= Given request A =
Translate this sentence from the article on door-knocking in the mayoral race into Spanish: "Mr. Moody said he started knocking on voters' doors in January, when he trudged along in five layers of clothing and insulated boots."

= Text section =
..............................
Several rivals disputed his claim to be in the lead in that category.
Mr. Konop said the decidedly low-tech but time-honored canvassing strategy of knocking on registered voters' front doors was a good way to reach voters.
"I've probably knocked on more doors personally than any of the other candidates," Mr. Konop said. The 10,000 addresses include homes and apartments visited by members of his campaign staff.
"Probably close to one-third of the electorate - we've been on their porch," Mr. Konop said.
Mr. Konop called the news media's attention to the occasion Sunday.
He is one of six candidates in the Sept. 15 primary. The top two vote-getters in that election will face off in the general election Nov. 3.
Other mayoral contenders disputed Mr. Konop's claim to having knocked on the most doors, and insisted that the Lucas County commissioner is on the losing side of a door-knock gap.
"We're way over 10,000," Republican Jim Moody said, speaking by cell phone during a break in his afternoon door-knocking in South Toledo.
Mr. Moody said he started knocking on voters' doors in January, when he trudged along in five layers of clothing and insulated boots. Friends and associates voiced concern for him out there in the icy cold.
"I almost got hit by a snowplow at 141st Street," Mr. Moody said. "When the temperature read 5 degrees or less, my campaign staff forbid me from going out."
The campaign for Democrat Keith Wilkowski has a tally of 14,200 door-knocks so far, according to Josh Thurston, his campaign manager.
And the candidate said he would have walked up driveways Sunday if he weren't walking his eldest daughter down the aisle. Erica Wilkowski, 29, married Trevor Jaspers, 35, during a Saturday ceremony at Parkway Plaza in Maumee.
Mr. Thurston was initially skeptical of Mr. Moody's feats.
"He was going door to door in January with 8 inches of snow and 20-degree weather, is that what he's saying?" Mr. Thurston said with a laugh. "If that is what he's saying, then good for him."
..............................
= Dataset records =

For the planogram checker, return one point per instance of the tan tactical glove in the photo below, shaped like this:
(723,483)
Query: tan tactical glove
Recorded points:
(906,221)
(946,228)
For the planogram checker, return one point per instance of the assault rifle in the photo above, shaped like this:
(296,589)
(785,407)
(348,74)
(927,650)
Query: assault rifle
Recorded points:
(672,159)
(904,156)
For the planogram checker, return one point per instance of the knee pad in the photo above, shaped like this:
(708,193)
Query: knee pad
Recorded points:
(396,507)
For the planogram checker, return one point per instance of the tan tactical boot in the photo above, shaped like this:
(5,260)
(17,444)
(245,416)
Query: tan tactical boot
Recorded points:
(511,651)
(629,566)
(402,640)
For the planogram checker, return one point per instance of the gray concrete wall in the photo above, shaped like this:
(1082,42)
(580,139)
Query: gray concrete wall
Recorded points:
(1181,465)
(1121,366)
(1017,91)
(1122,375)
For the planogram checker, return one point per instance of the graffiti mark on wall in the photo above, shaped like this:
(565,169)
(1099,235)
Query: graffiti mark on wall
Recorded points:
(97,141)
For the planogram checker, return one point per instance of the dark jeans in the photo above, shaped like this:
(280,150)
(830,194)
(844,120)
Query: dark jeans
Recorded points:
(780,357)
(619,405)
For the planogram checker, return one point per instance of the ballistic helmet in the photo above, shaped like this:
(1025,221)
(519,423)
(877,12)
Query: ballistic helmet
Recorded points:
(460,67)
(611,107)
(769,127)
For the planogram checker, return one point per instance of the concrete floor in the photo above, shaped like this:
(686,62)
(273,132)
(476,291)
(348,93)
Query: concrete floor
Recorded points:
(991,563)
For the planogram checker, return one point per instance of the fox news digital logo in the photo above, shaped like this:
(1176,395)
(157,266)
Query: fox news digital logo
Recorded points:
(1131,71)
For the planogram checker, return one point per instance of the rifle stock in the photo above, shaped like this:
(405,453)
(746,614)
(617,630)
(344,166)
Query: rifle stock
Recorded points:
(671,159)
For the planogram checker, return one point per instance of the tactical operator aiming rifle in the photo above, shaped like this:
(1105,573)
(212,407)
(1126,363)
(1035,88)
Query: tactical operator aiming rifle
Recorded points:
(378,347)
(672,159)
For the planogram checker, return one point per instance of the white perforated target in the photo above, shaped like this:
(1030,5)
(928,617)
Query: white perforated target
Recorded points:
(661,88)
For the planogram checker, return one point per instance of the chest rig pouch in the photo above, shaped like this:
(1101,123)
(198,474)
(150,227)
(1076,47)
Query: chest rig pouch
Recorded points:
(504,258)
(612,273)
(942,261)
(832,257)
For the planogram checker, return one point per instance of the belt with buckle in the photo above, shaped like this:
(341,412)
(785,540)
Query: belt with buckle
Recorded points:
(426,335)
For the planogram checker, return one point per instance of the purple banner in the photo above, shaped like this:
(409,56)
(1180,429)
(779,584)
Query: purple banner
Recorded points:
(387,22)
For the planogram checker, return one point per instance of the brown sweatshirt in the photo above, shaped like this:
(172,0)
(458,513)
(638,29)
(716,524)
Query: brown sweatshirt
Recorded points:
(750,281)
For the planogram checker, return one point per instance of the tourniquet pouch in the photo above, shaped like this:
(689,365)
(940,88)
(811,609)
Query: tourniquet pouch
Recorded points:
..............................
= Given request B =
Rewrite as a numbered list the lines of the entries from the one containing "of the tourniquet" through the end of the entries, leaving out any blank lines.

= Written answer A =
El señor Moody dijo que empezó a tocar a las puertas de los votantes en enero, cuando caminaba con esfuerzo vestido con cinco capas de ropa y botas aislantes.

= Written answer B =
1. For the planogram checker, return one point per instance of the tourniquet pouch in the photo above, shaped like this:
2. (689,365)
3. (940,88)
4. (811,609)
5. Query: tourniquet pouch
6. Recorded points:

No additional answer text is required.